++++ Data in this exercise ++++

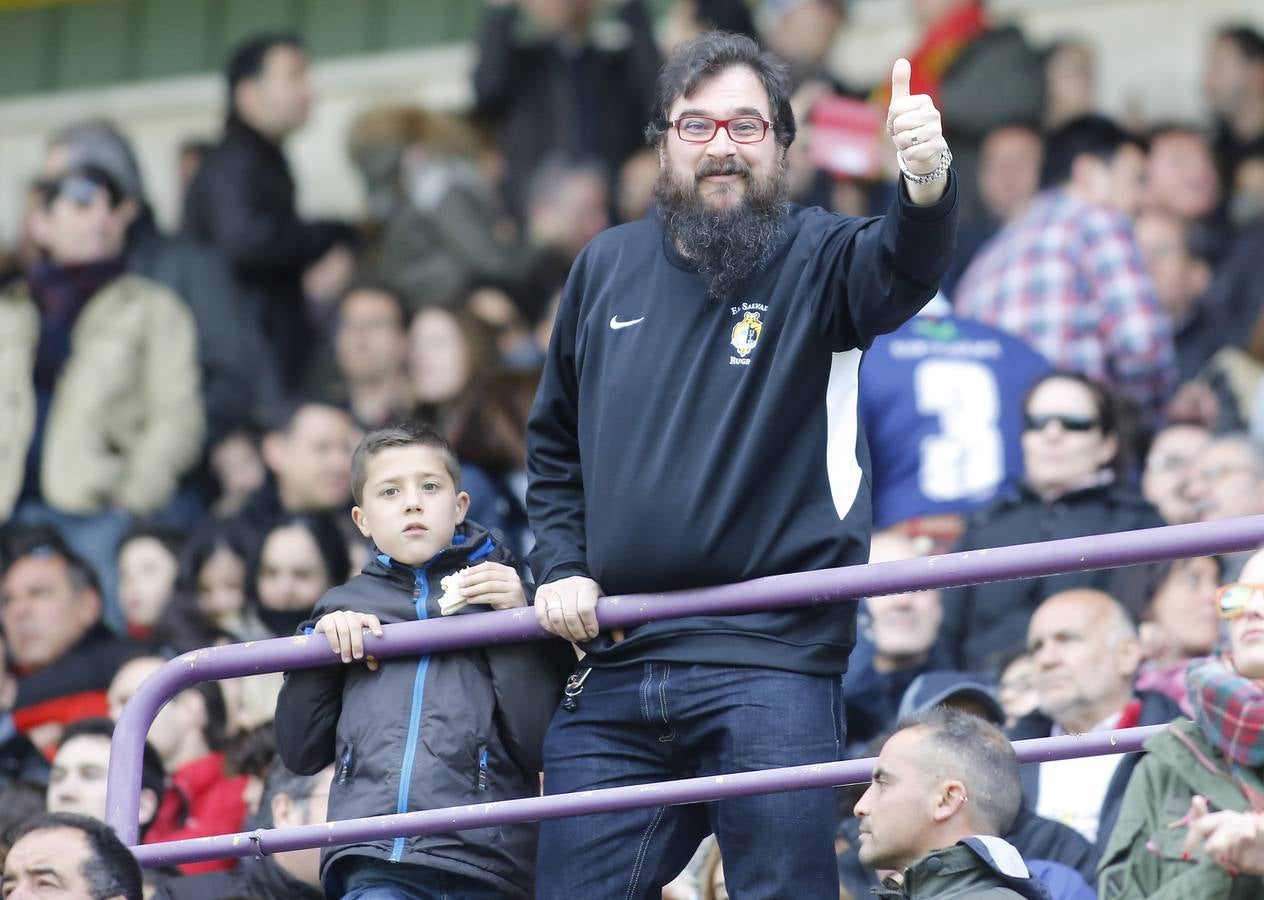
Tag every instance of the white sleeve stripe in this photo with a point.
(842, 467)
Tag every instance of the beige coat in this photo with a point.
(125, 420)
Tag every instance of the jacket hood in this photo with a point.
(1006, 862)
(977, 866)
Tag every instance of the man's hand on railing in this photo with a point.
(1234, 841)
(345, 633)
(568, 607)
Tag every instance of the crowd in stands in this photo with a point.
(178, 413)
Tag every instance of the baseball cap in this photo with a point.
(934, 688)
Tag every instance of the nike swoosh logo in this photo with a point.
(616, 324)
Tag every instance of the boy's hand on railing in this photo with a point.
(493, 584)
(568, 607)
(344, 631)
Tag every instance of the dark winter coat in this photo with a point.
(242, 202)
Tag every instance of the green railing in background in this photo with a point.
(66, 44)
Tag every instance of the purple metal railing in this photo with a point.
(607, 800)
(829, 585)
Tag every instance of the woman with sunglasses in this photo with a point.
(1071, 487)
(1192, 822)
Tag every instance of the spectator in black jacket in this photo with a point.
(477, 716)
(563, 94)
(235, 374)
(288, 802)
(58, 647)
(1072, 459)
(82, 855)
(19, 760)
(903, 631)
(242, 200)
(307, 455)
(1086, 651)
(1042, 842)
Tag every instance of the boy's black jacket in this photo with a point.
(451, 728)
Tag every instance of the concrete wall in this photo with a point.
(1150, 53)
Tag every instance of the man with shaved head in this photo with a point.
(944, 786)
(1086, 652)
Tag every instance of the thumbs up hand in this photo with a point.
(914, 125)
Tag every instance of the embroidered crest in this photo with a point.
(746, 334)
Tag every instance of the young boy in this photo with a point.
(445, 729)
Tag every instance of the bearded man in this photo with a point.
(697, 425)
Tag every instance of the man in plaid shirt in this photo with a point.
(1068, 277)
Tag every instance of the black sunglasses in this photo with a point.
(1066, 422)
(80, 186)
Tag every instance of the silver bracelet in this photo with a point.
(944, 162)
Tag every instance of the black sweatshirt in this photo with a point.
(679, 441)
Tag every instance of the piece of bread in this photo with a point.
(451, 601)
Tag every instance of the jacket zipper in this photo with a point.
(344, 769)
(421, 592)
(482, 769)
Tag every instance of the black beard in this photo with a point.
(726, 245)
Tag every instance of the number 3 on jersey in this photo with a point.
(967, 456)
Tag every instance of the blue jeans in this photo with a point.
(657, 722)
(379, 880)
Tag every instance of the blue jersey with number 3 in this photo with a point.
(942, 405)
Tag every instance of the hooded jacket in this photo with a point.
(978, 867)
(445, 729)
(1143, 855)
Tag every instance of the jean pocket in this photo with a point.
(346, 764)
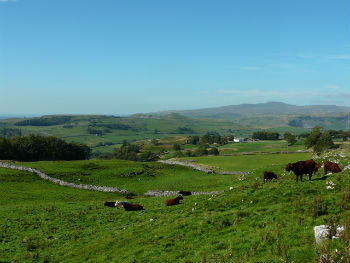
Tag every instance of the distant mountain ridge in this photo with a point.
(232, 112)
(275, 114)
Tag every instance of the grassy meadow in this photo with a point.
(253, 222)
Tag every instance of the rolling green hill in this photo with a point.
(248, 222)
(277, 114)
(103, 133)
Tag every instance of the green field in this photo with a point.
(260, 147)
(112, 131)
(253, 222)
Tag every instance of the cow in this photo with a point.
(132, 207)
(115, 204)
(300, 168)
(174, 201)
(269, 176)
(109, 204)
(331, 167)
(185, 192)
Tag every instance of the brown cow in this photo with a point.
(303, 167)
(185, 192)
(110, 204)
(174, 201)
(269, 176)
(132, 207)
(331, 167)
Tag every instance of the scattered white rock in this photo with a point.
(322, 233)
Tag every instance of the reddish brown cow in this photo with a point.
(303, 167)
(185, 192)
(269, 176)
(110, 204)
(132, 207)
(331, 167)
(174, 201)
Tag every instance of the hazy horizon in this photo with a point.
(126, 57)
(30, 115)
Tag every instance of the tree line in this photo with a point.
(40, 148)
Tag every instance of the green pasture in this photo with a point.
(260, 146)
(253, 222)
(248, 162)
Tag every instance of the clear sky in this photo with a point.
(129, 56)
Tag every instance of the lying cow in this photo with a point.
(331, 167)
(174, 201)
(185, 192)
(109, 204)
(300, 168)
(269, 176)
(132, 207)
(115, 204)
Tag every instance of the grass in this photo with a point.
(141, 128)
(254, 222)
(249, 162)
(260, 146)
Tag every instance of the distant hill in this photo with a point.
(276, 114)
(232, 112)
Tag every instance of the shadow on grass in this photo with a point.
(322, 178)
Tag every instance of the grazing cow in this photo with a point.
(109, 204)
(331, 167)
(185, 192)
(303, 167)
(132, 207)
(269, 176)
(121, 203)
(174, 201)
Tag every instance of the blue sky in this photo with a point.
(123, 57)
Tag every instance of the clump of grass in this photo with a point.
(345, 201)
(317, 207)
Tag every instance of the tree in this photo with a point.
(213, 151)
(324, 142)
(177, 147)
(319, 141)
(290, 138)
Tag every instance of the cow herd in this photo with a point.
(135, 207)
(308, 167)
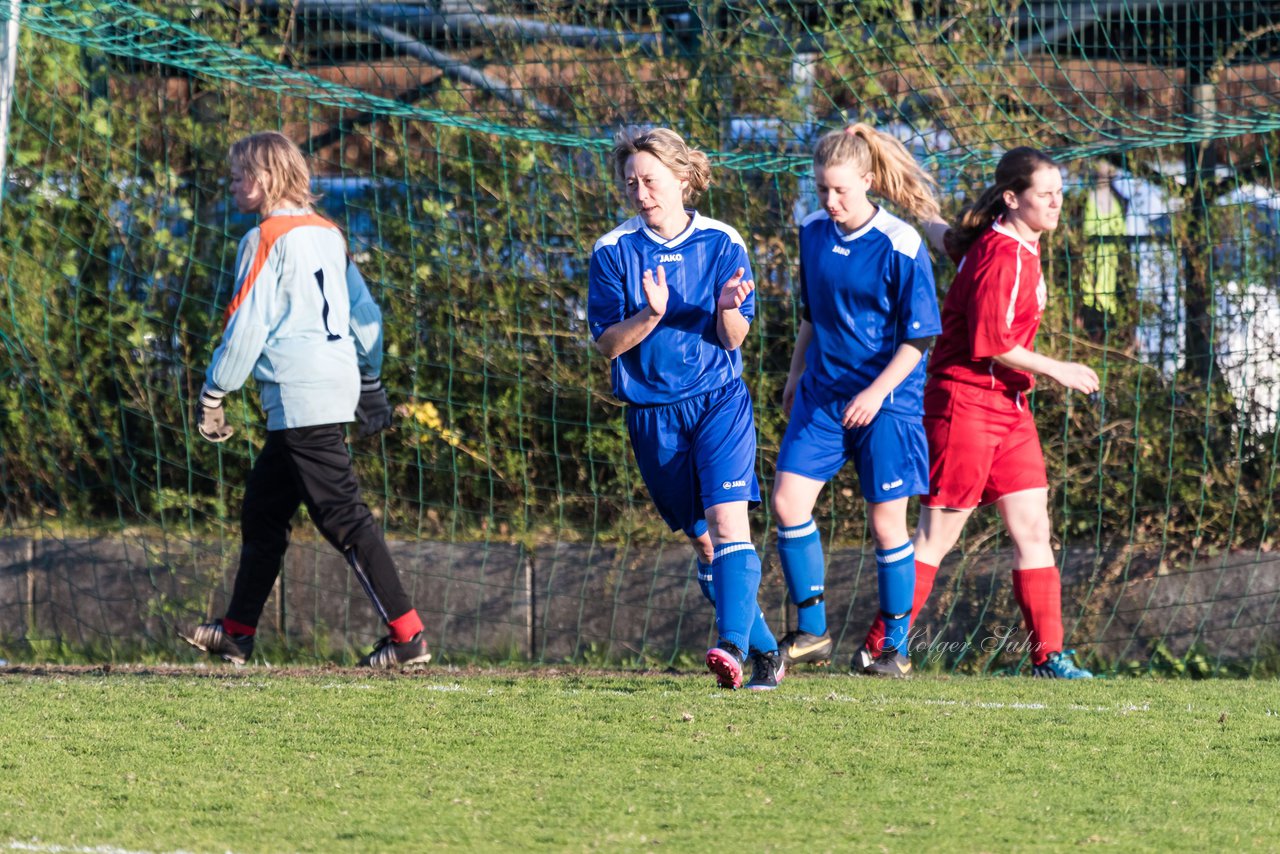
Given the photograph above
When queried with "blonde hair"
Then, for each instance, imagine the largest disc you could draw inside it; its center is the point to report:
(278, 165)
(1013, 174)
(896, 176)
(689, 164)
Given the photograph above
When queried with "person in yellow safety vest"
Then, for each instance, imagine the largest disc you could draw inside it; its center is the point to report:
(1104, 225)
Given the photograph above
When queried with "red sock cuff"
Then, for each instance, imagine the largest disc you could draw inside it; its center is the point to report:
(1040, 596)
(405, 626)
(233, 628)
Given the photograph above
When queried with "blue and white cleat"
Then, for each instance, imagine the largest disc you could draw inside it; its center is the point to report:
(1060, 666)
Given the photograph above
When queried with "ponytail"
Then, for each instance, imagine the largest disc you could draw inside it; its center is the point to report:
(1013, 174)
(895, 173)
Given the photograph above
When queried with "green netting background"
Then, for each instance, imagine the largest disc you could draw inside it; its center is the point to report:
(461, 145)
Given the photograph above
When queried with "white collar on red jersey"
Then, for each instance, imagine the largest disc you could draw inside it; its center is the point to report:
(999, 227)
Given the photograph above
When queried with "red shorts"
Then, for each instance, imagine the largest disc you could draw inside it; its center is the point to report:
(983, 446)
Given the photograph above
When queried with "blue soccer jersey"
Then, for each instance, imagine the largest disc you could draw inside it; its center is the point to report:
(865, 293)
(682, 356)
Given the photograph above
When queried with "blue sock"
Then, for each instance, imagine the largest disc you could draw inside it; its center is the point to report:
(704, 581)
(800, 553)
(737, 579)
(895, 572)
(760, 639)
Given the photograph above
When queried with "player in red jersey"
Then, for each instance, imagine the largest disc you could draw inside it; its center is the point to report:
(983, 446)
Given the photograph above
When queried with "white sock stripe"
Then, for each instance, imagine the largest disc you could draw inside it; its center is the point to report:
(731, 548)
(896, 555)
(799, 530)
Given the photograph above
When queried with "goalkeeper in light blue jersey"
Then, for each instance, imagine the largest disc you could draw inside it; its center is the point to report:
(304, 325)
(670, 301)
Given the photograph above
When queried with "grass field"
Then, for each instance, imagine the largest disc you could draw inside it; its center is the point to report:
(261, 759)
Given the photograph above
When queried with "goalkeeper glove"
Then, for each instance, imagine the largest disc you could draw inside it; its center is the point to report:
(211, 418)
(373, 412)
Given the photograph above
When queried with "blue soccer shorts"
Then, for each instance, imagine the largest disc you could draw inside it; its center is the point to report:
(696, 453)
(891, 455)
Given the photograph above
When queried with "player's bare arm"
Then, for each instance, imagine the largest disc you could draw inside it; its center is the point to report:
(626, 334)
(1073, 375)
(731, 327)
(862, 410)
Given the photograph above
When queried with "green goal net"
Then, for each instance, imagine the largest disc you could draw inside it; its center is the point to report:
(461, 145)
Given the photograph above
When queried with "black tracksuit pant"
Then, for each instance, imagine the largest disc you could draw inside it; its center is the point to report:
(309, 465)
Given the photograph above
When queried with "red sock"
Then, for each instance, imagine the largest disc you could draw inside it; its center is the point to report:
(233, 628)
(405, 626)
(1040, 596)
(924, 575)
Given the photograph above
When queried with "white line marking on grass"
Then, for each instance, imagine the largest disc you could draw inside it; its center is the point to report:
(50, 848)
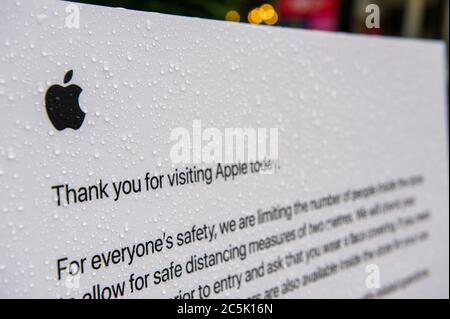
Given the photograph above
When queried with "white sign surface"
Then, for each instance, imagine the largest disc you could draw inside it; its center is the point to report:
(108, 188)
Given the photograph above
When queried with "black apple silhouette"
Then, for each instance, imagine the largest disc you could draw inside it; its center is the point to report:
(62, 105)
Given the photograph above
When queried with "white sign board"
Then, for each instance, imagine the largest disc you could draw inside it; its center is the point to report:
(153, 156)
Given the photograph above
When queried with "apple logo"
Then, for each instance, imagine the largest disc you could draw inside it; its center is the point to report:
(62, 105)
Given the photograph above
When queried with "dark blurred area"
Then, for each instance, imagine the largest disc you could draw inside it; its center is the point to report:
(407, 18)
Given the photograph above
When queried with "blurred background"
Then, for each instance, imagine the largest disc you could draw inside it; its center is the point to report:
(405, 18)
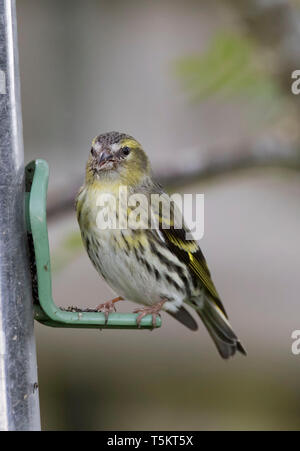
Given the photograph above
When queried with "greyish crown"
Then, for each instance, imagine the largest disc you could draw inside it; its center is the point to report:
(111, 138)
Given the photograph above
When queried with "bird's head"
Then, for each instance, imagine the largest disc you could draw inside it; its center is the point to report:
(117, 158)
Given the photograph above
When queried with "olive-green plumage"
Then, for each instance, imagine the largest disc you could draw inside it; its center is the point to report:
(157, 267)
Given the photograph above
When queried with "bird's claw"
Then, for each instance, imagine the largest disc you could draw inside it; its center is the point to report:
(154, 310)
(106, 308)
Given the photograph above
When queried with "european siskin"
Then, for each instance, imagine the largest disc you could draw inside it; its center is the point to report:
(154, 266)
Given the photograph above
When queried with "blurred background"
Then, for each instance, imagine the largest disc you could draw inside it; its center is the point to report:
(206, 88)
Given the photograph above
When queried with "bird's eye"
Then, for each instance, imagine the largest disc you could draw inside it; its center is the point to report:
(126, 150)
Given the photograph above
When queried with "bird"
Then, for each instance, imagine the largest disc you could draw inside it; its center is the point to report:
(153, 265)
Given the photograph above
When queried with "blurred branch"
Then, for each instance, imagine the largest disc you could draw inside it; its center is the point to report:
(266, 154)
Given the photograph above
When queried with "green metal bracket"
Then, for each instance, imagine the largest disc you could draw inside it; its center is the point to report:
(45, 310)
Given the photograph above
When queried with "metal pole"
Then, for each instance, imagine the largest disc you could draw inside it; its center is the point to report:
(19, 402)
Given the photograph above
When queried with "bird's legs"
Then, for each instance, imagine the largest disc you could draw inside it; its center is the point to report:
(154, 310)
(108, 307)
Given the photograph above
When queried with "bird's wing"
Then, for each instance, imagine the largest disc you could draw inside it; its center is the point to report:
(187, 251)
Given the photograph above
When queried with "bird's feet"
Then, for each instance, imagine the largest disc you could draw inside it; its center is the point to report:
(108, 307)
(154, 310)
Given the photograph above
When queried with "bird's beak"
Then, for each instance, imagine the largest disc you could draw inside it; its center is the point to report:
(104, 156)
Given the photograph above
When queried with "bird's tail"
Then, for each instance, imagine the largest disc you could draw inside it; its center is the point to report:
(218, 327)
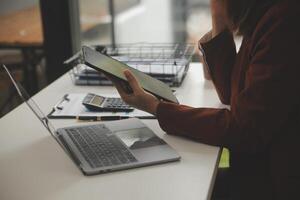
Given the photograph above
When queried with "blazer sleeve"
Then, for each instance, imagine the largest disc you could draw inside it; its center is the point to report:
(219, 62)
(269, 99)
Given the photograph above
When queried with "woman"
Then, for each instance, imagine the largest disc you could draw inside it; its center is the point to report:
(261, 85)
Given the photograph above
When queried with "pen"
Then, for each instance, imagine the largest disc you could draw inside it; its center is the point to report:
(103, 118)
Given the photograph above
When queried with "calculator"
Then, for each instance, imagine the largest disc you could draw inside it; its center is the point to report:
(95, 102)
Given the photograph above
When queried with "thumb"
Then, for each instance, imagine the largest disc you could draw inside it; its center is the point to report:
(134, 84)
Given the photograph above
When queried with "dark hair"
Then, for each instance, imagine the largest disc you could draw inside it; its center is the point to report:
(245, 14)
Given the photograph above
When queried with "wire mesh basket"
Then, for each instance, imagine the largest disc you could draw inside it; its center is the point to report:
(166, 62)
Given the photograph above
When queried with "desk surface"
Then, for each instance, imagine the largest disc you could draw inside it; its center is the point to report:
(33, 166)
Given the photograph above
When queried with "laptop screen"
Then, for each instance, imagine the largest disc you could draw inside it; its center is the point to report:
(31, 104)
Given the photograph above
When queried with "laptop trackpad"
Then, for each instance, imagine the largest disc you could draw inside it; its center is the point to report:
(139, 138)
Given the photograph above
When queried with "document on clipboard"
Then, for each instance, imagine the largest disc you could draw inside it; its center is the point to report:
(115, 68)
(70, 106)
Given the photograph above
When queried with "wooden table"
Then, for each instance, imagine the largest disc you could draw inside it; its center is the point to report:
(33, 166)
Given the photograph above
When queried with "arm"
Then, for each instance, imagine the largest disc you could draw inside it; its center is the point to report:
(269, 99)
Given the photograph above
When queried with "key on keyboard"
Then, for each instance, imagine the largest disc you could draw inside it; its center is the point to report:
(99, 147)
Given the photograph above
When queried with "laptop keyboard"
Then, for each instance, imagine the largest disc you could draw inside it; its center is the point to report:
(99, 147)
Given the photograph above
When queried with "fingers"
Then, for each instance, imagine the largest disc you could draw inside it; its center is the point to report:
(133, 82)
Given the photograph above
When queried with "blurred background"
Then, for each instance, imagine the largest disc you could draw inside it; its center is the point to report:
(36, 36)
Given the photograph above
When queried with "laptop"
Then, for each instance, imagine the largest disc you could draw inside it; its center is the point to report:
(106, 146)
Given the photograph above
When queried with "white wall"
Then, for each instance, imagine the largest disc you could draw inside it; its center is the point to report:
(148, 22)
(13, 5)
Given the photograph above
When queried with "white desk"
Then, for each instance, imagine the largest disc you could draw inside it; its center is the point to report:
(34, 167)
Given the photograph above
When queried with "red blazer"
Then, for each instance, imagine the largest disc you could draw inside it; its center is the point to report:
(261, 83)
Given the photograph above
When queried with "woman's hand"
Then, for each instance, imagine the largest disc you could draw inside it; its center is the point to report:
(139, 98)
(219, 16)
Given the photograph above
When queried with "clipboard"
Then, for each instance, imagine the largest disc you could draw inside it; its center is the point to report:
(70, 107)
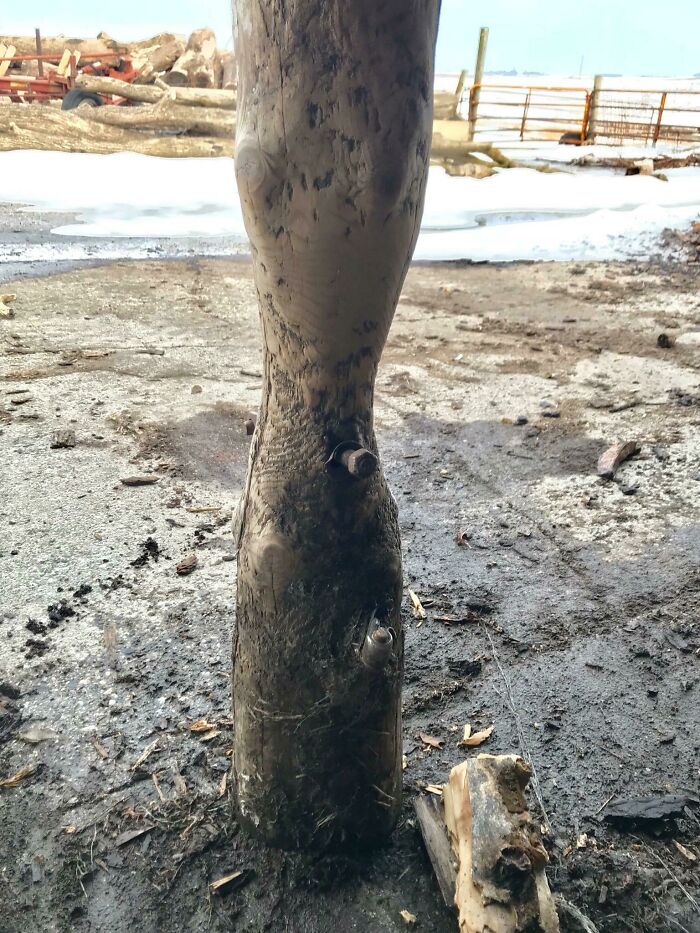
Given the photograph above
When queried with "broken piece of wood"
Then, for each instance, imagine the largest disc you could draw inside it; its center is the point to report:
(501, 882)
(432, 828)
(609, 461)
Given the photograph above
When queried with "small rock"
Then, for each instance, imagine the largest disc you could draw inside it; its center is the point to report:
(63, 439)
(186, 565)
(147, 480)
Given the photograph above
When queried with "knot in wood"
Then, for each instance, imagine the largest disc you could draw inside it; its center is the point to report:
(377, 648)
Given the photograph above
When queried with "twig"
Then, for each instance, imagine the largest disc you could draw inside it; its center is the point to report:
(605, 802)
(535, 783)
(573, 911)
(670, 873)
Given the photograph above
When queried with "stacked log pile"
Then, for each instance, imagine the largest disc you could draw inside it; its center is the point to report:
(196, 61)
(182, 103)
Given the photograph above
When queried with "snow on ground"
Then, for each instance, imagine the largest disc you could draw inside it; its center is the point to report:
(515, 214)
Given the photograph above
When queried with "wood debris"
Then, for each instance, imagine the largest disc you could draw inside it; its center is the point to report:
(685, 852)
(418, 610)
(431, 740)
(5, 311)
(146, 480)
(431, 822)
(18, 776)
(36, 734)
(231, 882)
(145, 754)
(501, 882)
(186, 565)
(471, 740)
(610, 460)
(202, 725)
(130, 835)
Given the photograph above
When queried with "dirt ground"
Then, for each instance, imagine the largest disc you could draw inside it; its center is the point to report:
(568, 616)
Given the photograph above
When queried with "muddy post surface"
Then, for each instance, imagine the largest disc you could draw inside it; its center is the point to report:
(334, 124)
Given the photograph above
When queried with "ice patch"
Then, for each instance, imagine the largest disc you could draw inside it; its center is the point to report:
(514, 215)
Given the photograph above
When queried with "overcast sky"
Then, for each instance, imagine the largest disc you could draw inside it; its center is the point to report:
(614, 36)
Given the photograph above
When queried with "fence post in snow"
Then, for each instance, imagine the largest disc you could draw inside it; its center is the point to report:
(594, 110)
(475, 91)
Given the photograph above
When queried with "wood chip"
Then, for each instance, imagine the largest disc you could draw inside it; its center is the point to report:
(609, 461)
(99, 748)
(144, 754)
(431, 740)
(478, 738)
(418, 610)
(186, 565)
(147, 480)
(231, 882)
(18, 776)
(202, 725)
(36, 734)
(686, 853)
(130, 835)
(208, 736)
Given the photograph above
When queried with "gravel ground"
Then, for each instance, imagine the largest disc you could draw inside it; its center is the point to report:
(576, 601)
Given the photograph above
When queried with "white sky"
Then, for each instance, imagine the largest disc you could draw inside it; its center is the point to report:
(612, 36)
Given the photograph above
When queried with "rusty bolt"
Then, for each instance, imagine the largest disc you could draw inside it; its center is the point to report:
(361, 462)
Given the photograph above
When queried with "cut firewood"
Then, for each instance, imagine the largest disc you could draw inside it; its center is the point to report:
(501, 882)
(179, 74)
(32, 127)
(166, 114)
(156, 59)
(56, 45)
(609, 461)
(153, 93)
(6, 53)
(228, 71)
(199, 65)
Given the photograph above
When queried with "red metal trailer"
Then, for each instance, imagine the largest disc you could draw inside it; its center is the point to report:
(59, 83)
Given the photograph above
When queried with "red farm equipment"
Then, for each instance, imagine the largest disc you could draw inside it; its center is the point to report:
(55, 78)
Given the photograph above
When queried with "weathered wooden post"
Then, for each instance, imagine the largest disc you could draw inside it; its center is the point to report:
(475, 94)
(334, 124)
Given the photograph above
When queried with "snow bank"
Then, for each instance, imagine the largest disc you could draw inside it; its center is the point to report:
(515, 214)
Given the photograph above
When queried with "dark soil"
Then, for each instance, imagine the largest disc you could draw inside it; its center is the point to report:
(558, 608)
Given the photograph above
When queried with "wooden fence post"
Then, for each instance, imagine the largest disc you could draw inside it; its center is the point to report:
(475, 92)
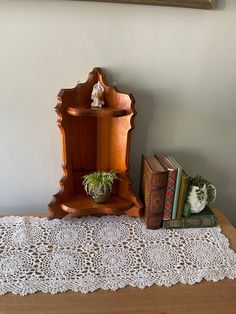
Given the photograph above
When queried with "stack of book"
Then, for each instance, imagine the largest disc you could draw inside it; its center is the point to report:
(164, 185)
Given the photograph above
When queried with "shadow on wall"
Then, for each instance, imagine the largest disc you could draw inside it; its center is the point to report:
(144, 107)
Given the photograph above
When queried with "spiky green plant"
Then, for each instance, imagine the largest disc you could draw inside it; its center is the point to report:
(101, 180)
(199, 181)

++++

> _Work required_: Working through the entries above, copy every line in which "shorts" is found.

> _Answer section_:
When queried with "red shorts"
When queried with "blue soccer shorts"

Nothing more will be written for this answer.